▸ **Instructions for the task**
Copy the listing below line for line, without the pictures.

— START Given entries —

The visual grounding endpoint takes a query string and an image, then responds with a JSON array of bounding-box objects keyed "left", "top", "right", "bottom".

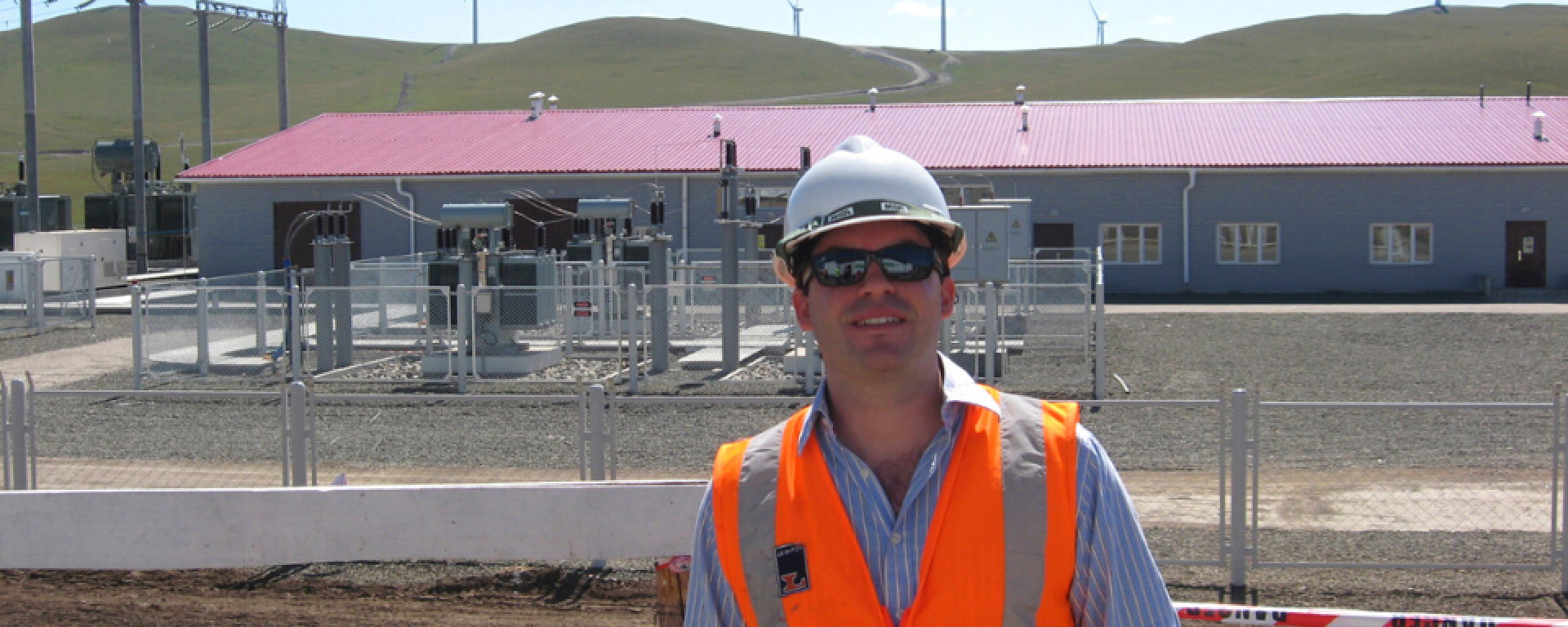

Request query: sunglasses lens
[
  {"left": 811, "top": 251, "right": 869, "bottom": 287},
  {"left": 873, "top": 246, "right": 936, "bottom": 281},
  {"left": 811, "top": 246, "right": 936, "bottom": 287}
]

— END Given entries —

▸ **Task solution**
The visual grounding endpoint takes a query string and an image, then responds with a JSON array of bounding-box objects keyed "left", "top", "right", "bottom".


Request query: sunglasses lens
[
  {"left": 811, "top": 251, "right": 869, "bottom": 287},
  {"left": 873, "top": 246, "right": 936, "bottom": 281},
  {"left": 811, "top": 246, "right": 936, "bottom": 287}
]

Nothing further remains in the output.